*Problem to work on*. From the entries below, copy out each line that contains the string "stacked". The match is case-sensitive.

*Rows*.
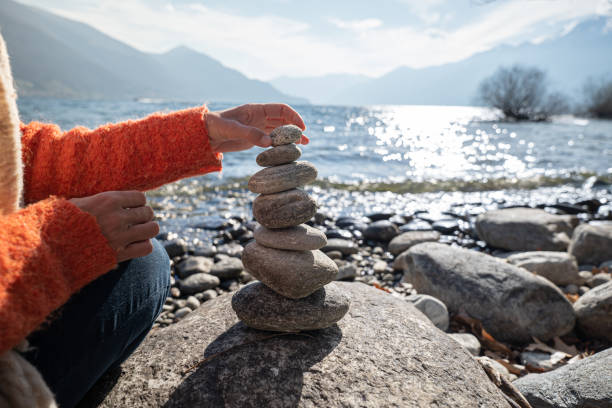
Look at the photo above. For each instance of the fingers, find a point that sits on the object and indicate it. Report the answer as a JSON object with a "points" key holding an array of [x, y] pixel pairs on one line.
{"points": [[135, 250], [141, 232], [138, 215], [130, 199]]}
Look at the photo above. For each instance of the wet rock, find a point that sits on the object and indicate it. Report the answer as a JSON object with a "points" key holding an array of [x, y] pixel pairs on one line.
{"points": [[282, 178], [592, 243], [513, 304], [381, 231], [468, 341], [364, 360], [282, 210], [261, 308], [433, 308], [279, 155], [345, 246], [594, 312], [558, 267], [193, 264], [198, 282], [585, 383], [525, 229], [285, 135], [299, 238], [294, 274], [406, 240], [228, 268]]}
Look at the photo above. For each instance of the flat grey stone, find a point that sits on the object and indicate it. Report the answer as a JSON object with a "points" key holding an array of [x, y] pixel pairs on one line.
{"points": [[193, 264], [404, 241], [279, 155], [383, 352], [433, 308], [468, 341], [594, 312], [592, 244], [282, 210], [261, 308], [344, 246], [198, 282], [282, 178], [525, 229], [227, 268], [560, 268], [513, 304], [583, 384], [294, 274], [285, 134], [299, 238]]}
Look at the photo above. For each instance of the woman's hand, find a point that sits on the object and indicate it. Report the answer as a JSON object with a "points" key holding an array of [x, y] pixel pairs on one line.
{"points": [[124, 219], [245, 126]]}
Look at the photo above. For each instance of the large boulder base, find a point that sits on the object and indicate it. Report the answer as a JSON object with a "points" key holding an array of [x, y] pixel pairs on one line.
{"points": [[384, 352], [592, 244], [583, 384], [525, 229], [513, 304]]}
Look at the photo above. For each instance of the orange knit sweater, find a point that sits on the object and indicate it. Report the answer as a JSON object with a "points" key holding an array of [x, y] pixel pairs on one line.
{"points": [[51, 249]]}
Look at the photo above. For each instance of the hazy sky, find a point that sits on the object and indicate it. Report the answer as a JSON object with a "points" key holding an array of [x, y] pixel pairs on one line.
{"points": [[269, 38]]}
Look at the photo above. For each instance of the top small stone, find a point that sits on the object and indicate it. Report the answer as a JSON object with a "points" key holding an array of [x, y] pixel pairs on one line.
{"points": [[286, 134]]}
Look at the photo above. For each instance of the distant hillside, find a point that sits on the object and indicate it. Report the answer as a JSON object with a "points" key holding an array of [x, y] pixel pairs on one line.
{"points": [[569, 60], [53, 56]]}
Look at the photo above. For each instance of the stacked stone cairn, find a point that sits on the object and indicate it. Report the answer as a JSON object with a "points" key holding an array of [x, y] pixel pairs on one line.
{"points": [[294, 292]]}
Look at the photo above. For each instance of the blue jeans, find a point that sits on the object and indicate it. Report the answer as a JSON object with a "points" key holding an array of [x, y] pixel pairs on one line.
{"points": [[100, 326]]}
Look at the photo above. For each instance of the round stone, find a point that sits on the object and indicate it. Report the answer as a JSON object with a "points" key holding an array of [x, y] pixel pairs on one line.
{"points": [[279, 155], [285, 209], [281, 178], [294, 274], [261, 308], [286, 134], [299, 238]]}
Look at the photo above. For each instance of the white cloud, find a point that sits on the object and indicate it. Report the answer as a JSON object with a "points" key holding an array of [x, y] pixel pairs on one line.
{"points": [[267, 45]]}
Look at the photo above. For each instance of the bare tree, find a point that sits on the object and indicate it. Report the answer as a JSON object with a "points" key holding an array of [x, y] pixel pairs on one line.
{"points": [[598, 95], [521, 94]]}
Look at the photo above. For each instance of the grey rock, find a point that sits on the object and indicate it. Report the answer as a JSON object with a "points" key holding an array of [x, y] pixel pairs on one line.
{"points": [[345, 246], [513, 304], [279, 155], [261, 308], [282, 210], [408, 239], [282, 178], [382, 231], [193, 303], [468, 341], [592, 244], [400, 360], [198, 282], [228, 268], [560, 268], [433, 308], [525, 229], [283, 135], [294, 274], [299, 238], [193, 264], [598, 279], [182, 312], [594, 312], [583, 384]]}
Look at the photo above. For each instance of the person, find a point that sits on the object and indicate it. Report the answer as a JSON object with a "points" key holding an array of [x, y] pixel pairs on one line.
{"points": [[82, 278]]}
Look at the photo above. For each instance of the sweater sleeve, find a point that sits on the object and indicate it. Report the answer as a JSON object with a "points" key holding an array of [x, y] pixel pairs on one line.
{"points": [[49, 250], [132, 155]]}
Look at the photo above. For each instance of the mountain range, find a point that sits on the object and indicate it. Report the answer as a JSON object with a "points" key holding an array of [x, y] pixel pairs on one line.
{"points": [[53, 56]]}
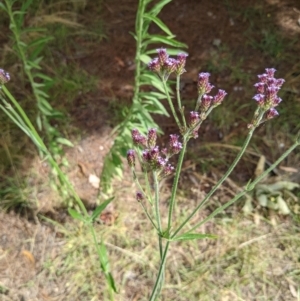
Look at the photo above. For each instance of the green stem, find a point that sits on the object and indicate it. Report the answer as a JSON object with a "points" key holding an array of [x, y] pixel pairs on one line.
{"points": [[230, 169], [171, 104], [176, 180], [180, 108], [156, 202], [103, 264], [248, 188], [160, 277]]}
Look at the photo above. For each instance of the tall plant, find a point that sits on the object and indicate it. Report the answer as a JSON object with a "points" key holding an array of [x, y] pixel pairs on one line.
{"points": [[28, 44], [154, 161], [10, 106], [144, 103]]}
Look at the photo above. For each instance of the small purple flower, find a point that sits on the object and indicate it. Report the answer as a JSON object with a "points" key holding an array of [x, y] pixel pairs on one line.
{"points": [[204, 87], [152, 136], [154, 153], [131, 157], [162, 55], [267, 89], [161, 162], [195, 134], [175, 145], [206, 102], [180, 63], [139, 196], [146, 155], [168, 169], [260, 88], [194, 118], [137, 138], [4, 77], [270, 72], [271, 113], [217, 100], [260, 98], [169, 66], [154, 65]]}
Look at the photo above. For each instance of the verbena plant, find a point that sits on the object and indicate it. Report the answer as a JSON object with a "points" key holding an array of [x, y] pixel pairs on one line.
{"points": [[144, 103], [10, 106], [154, 161]]}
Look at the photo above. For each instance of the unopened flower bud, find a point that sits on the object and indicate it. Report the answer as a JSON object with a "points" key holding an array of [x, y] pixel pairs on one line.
{"points": [[154, 65], [175, 145], [162, 55], [206, 102], [137, 138], [152, 136], [4, 77], [139, 196], [217, 100], [169, 66], [168, 169], [194, 118], [271, 113], [180, 63], [204, 87], [131, 157]]}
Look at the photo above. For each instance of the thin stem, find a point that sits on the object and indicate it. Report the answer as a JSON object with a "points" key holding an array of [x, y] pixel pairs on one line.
{"points": [[156, 202], [180, 108], [171, 104], [159, 280], [248, 188], [38, 141], [103, 264], [228, 172], [148, 215], [176, 180]]}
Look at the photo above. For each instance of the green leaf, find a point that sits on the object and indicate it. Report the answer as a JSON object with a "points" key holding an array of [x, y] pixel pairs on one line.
{"points": [[154, 39], [2, 6], [100, 208], [158, 7], [159, 23], [145, 58], [76, 215], [111, 282], [192, 236], [64, 141]]}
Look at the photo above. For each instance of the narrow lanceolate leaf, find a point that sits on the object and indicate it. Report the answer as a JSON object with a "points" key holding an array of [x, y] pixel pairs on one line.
{"points": [[158, 7], [64, 141], [100, 208], [159, 23], [192, 236]]}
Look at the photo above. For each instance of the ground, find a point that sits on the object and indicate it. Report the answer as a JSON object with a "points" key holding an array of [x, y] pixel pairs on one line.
{"points": [[255, 257]]}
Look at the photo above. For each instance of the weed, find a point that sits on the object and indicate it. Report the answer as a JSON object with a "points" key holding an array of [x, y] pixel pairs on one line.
{"points": [[154, 162]]}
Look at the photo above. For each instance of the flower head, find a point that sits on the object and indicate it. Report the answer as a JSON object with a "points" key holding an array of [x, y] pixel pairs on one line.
{"points": [[204, 86], [4, 77], [267, 89], [131, 157]]}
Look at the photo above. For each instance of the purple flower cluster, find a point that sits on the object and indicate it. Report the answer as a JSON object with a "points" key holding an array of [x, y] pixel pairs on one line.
{"points": [[267, 89], [164, 65], [4, 77], [205, 87], [152, 157], [204, 102]]}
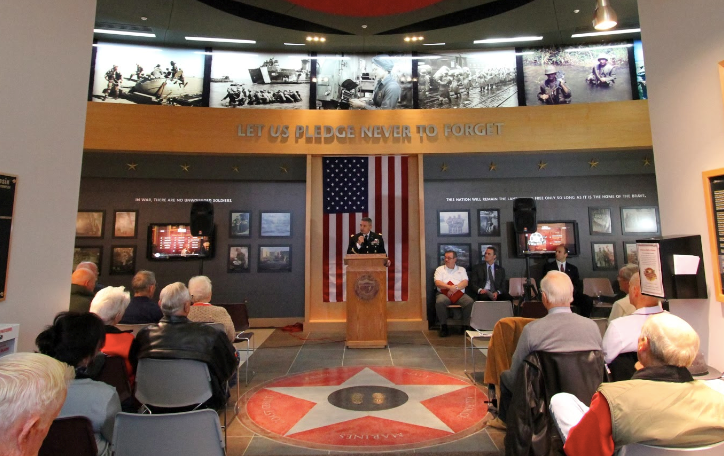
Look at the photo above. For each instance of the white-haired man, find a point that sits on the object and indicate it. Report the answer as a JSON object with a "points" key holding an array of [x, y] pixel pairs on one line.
{"points": [[32, 392], [110, 304], [661, 405], [176, 337], [202, 311], [559, 331]]}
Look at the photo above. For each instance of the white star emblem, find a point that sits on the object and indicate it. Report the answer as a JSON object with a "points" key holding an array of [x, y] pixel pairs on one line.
{"points": [[324, 413]]}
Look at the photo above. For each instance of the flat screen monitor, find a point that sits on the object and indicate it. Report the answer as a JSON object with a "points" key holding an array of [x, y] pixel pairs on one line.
{"points": [[548, 236], [173, 241]]}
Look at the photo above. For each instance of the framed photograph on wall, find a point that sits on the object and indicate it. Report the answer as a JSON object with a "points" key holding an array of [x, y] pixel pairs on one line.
{"points": [[604, 256], [88, 253], [482, 247], [125, 224], [238, 258], [599, 220], [640, 220], [275, 224], [630, 253], [239, 224], [89, 224], [123, 260], [462, 251], [453, 223], [489, 222], [275, 258]]}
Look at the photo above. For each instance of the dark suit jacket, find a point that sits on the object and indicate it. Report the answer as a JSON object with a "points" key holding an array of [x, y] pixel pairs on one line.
{"points": [[571, 271], [374, 244], [479, 277]]}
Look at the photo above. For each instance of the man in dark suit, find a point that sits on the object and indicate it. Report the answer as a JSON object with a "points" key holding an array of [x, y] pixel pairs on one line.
{"points": [[366, 241], [487, 280], [583, 303]]}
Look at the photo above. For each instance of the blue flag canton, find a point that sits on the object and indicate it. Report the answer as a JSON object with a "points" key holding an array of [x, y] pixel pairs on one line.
{"points": [[345, 184]]}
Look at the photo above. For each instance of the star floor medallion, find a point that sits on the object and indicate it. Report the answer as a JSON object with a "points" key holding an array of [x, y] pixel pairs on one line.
{"points": [[365, 408]]}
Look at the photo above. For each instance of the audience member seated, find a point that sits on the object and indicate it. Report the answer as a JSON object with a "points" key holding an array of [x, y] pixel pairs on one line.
{"points": [[559, 331], [32, 391], [110, 303], [175, 337], [202, 311], [142, 309], [487, 280], [662, 405], [583, 303], [622, 334], [451, 280], [82, 283], [91, 266], [623, 306], [75, 339]]}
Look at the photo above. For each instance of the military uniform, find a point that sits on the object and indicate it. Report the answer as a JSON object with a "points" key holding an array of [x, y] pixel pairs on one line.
{"points": [[373, 244]]}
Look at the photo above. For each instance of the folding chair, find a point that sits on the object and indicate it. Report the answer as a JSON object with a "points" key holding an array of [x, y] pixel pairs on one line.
{"points": [[194, 433], [484, 316], [173, 383], [70, 436]]}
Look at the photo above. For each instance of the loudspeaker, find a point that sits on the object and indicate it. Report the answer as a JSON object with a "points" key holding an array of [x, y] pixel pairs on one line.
{"points": [[524, 215], [202, 218]]}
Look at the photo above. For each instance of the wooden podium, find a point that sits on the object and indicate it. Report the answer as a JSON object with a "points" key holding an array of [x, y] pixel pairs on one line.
{"points": [[366, 301]]}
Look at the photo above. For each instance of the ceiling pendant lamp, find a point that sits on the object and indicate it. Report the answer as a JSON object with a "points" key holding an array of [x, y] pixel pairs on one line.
{"points": [[604, 17]]}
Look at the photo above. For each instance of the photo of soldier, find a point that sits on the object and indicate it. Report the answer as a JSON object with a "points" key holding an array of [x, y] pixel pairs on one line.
{"points": [[260, 81], [578, 74], [364, 82], [470, 80], [179, 82]]}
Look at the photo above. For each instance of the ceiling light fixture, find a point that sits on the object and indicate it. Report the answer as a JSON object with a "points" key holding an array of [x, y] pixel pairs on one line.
{"points": [[125, 33], [514, 39], [219, 40], [604, 17], [610, 32]]}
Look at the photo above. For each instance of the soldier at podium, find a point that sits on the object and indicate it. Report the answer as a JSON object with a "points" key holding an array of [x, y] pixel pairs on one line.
{"points": [[366, 241]]}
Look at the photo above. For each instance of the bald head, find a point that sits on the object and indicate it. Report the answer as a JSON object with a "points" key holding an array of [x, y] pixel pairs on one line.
{"points": [[637, 299], [85, 278], [557, 289], [667, 340]]}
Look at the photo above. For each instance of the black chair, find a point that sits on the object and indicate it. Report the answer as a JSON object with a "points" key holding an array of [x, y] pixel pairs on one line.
{"points": [[623, 366], [530, 428], [70, 436]]}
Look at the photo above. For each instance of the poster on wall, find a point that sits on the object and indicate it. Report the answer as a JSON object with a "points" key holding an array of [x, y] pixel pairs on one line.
{"points": [[467, 80], [148, 75], [577, 74], [8, 184], [259, 81], [342, 79]]}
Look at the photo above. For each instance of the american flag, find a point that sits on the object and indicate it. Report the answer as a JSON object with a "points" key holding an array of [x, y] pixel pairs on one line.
{"points": [[356, 187]]}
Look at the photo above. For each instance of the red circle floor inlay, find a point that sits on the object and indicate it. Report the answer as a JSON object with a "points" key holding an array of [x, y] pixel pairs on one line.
{"points": [[372, 408]]}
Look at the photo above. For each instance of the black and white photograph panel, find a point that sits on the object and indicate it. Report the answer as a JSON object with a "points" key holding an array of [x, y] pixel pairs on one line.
{"points": [[259, 81], [467, 80], [148, 75], [577, 74], [364, 82]]}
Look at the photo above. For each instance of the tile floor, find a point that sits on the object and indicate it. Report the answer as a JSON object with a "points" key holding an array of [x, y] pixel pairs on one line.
{"points": [[279, 354]]}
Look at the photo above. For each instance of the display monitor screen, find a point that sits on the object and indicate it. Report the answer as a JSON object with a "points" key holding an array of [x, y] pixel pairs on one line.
{"points": [[170, 241], [550, 235]]}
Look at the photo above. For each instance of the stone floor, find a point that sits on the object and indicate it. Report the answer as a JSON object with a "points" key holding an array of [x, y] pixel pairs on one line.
{"points": [[282, 354]]}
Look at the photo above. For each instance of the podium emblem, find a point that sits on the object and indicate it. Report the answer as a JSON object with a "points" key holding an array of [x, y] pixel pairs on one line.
{"points": [[366, 287]]}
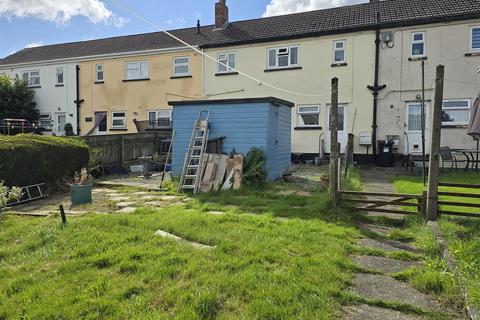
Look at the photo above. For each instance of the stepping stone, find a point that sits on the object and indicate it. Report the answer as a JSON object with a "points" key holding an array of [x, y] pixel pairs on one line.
{"points": [[382, 264], [127, 210], [124, 204], [366, 312], [197, 245], [385, 288], [386, 245]]}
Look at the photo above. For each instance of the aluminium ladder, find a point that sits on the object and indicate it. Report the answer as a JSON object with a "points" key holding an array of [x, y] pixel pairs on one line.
{"points": [[194, 158]]}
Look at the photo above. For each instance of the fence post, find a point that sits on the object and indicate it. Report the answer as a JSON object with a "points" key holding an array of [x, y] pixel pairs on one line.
{"points": [[334, 150], [434, 165]]}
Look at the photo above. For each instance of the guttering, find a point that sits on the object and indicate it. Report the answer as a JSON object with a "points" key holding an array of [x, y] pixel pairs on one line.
{"points": [[96, 57]]}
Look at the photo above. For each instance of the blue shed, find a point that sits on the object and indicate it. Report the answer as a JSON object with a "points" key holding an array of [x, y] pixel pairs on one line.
{"points": [[264, 123]]}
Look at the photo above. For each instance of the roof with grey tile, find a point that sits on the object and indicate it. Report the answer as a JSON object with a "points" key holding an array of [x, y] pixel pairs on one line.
{"points": [[391, 13]]}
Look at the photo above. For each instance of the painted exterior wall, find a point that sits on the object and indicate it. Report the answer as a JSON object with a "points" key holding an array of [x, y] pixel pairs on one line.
{"points": [[52, 99], [136, 98], [314, 78], [244, 125], [445, 44]]}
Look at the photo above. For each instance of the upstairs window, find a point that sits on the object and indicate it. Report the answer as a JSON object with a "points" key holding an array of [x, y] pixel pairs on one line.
{"points": [[475, 41], [119, 120], [455, 112], [418, 44], [99, 72], [309, 116], [32, 78], [229, 59], [59, 76], [136, 70], [339, 51], [181, 66], [282, 57]]}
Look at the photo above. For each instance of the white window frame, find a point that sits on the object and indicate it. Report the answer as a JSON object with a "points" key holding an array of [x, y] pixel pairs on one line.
{"points": [[29, 82], [97, 67], [457, 123], [423, 42], [471, 39], [137, 65], [57, 73], [335, 50], [299, 113], [181, 64], [227, 61], [277, 57], [124, 118]]}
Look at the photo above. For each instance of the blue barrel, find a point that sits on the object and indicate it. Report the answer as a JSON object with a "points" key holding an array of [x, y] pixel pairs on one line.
{"points": [[81, 193]]}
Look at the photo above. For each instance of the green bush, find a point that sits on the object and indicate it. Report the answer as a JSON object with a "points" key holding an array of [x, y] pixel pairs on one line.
{"points": [[29, 159]]}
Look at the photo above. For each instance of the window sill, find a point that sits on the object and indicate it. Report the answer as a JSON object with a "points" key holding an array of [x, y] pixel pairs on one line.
{"points": [[417, 58], [472, 54], [282, 69], [221, 74], [181, 77], [308, 128], [131, 80]]}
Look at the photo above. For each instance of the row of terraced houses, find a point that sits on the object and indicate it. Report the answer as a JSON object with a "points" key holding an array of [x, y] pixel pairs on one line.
{"points": [[376, 49]]}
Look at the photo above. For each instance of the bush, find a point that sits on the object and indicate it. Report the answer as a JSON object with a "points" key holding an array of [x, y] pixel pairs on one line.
{"points": [[29, 159]]}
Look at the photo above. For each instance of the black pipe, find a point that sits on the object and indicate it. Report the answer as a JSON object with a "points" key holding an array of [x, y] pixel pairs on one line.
{"points": [[78, 101], [376, 88]]}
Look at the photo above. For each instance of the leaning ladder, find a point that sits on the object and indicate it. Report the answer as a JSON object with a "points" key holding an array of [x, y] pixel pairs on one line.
{"points": [[193, 164]]}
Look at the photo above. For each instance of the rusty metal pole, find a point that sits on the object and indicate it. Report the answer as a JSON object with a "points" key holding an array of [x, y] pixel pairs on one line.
{"points": [[434, 166], [334, 150]]}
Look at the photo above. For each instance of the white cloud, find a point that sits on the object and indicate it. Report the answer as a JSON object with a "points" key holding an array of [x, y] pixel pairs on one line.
{"points": [[278, 7], [60, 11], [34, 44]]}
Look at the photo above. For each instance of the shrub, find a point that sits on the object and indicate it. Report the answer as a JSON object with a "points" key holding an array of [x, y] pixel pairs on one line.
{"points": [[29, 159]]}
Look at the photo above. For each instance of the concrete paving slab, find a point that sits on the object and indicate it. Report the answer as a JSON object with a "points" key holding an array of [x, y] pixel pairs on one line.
{"points": [[382, 264], [366, 312], [385, 288]]}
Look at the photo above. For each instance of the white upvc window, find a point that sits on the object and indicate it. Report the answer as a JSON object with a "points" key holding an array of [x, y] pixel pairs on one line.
{"points": [[456, 112], [229, 59], [181, 66], [418, 44], [99, 73], [136, 70], [119, 119], [159, 118], [283, 57], [61, 120], [32, 78], [59, 75], [475, 39], [339, 48], [308, 115]]}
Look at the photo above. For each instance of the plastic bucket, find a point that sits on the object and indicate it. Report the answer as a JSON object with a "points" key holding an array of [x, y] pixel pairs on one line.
{"points": [[81, 193]]}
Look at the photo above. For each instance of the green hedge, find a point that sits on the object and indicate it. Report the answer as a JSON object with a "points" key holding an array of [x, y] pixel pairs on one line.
{"points": [[29, 159]]}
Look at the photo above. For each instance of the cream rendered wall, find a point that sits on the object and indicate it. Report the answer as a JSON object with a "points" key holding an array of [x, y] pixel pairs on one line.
{"points": [[136, 97], [316, 58], [446, 44]]}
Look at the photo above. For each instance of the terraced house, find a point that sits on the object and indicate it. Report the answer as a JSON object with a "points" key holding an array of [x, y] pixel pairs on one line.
{"points": [[376, 49]]}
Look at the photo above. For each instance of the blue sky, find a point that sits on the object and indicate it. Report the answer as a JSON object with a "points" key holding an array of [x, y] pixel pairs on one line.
{"points": [[30, 23]]}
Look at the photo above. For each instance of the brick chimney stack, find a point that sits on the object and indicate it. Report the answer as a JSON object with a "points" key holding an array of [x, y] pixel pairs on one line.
{"points": [[221, 14]]}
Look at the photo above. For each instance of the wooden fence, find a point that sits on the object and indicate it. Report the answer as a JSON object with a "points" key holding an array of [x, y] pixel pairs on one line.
{"points": [[124, 149]]}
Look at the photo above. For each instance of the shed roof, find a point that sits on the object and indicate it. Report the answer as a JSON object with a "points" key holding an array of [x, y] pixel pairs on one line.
{"points": [[344, 19], [272, 100]]}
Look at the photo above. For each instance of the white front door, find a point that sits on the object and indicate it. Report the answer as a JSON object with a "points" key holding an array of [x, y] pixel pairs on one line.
{"points": [[342, 128], [413, 128]]}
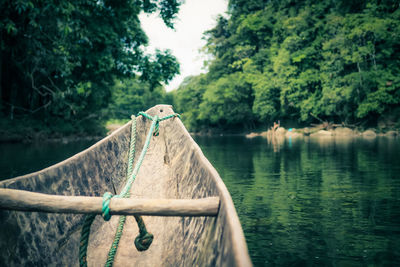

*Full response*.
Look at the photo above. For each instance of the stacked stone cairn, find a point that sits on the object and indicate it. Report the answer as a JSON object with a "points" key holding an array of [x, y] pixel pairs on one line.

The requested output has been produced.